* _WHAT IS EXPECTED_: Collect every line of the records below that contains the string "blurred" and copy each one in full. Case counts.

[begin RECORDS FOR THE EXERCISE]

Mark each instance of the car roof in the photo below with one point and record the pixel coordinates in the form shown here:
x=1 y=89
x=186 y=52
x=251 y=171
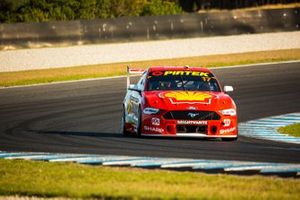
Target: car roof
x=178 y=68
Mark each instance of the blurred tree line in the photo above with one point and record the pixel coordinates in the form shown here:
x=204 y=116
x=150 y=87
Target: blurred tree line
x=55 y=10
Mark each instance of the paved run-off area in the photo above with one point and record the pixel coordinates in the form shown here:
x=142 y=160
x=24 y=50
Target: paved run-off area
x=28 y=59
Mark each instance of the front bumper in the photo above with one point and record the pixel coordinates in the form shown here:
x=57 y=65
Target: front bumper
x=157 y=125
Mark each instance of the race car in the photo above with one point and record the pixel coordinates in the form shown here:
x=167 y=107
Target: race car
x=178 y=101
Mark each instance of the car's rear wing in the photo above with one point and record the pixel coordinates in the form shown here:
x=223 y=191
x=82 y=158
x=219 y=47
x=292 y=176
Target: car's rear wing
x=131 y=71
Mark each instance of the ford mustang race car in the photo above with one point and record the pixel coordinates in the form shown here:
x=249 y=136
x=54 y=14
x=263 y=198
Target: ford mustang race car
x=178 y=101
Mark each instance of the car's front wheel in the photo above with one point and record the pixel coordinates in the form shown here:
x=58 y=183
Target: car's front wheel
x=123 y=126
x=229 y=139
x=139 y=123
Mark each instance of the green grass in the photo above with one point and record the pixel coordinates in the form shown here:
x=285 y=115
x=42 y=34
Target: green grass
x=293 y=129
x=105 y=70
x=44 y=179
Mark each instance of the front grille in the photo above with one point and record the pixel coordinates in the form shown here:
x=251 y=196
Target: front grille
x=191 y=129
x=192 y=115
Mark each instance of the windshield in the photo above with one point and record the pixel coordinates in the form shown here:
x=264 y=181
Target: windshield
x=182 y=80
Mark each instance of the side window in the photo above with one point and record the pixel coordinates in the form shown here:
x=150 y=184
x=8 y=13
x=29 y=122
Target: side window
x=141 y=83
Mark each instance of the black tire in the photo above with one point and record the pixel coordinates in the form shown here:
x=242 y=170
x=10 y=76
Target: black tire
x=229 y=139
x=139 y=125
x=123 y=130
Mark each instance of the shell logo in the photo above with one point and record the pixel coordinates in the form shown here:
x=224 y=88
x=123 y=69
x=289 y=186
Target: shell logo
x=188 y=97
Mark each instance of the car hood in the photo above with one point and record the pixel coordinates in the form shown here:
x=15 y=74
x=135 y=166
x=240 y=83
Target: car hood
x=188 y=100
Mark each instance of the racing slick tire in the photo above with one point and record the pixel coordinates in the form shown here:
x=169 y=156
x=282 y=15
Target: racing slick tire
x=139 y=125
x=229 y=139
x=123 y=129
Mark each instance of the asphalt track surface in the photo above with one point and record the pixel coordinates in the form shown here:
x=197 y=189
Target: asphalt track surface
x=84 y=117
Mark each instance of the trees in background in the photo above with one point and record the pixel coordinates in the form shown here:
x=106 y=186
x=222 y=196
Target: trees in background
x=55 y=10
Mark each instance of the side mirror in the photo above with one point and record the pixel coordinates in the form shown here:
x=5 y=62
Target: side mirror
x=133 y=87
x=228 y=88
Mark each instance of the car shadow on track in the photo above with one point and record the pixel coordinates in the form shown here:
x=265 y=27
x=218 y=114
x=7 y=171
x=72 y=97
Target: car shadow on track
x=119 y=135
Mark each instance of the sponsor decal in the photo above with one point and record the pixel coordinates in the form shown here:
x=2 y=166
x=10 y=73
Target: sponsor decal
x=192 y=115
x=186 y=73
x=153 y=129
x=191 y=122
x=182 y=73
x=188 y=97
x=192 y=108
x=226 y=122
x=155 y=121
x=226 y=131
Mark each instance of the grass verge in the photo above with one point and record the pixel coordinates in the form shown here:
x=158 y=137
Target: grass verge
x=44 y=179
x=293 y=129
x=105 y=70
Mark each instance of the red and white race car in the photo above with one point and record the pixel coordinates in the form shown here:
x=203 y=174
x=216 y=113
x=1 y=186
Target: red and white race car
x=178 y=101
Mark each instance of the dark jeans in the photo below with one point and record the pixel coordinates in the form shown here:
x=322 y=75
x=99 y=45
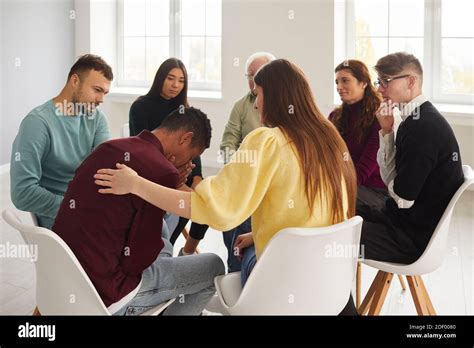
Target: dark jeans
x=197 y=231
x=233 y=263
x=380 y=239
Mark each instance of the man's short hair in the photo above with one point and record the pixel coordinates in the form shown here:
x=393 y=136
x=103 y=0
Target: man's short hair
x=89 y=62
x=268 y=56
x=190 y=120
x=395 y=63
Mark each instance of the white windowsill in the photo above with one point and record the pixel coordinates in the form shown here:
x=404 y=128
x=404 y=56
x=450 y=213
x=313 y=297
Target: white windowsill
x=129 y=94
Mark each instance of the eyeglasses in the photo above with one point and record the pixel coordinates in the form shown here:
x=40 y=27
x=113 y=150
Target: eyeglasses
x=384 y=82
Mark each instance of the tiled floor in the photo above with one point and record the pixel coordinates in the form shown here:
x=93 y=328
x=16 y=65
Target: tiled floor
x=450 y=287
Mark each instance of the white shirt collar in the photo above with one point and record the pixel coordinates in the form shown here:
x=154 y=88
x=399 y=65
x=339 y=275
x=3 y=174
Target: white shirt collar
x=408 y=108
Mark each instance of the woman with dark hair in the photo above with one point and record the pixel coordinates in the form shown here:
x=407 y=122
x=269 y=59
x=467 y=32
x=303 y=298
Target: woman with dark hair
x=168 y=92
x=296 y=159
x=356 y=122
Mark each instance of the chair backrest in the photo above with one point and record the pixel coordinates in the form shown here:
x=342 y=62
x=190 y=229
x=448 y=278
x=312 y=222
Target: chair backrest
x=125 y=130
x=34 y=219
x=303 y=271
x=62 y=286
x=436 y=250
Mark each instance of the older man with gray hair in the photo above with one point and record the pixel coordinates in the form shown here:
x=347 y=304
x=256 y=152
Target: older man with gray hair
x=244 y=118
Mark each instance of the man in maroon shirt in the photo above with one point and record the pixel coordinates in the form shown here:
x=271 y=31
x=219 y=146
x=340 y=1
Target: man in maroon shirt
x=117 y=239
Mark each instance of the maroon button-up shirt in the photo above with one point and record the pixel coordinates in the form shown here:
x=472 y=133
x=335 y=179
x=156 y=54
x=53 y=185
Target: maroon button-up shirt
x=115 y=238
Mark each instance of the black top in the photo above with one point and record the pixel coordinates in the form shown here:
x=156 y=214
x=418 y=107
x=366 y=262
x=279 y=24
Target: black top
x=148 y=113
x=429 y=171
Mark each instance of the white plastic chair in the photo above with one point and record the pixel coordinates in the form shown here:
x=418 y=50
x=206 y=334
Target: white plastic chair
x=125 y=130
x=299 y=273
x=429 y=261
x=62 y=285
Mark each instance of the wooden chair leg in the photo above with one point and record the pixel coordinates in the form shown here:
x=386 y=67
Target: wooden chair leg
x=417 y=292
x=429 y=305
x=358 y=283
x=36 y=312
x=379 y=296
x=402 y=282
x=364 y=307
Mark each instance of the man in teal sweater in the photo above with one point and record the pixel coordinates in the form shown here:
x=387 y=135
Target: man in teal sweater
x=54 y=139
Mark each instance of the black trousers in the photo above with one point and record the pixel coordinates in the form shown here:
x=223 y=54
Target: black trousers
x=380 y=239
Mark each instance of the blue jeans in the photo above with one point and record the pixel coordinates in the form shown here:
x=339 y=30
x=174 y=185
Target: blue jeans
x=189 y=279
x=248 y=263
x=230 y=236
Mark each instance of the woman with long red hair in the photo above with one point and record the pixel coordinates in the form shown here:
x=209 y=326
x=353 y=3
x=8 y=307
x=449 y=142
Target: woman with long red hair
x=292 y=172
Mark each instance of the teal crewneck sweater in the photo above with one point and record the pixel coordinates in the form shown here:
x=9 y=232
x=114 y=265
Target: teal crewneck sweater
x=45 y=154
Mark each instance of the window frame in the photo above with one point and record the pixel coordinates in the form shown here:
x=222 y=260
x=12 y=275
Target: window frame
x=431 y=51
x=175 y=49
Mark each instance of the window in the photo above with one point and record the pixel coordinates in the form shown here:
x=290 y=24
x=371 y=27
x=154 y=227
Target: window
x=151 y=31
x=437 y=32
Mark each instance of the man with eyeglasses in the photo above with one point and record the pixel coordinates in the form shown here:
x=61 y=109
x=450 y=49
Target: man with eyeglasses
x=244 y=118
x=421 y=166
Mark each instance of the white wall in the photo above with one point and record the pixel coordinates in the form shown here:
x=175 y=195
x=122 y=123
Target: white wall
x=41 y=35
x=250 y=26
x=308 y=40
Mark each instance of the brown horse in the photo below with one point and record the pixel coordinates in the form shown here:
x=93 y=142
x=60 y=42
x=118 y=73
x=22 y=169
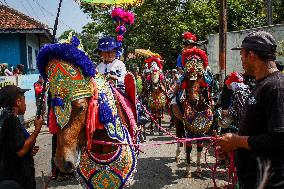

[end RECORDS FOR THE EXERCISE]

* _EXERCISE SOLUTION_:
Mark each instance of the blurred tree line in the photo above with one point and record the pixel coordinates in the form shown here:
Target: blurred tree line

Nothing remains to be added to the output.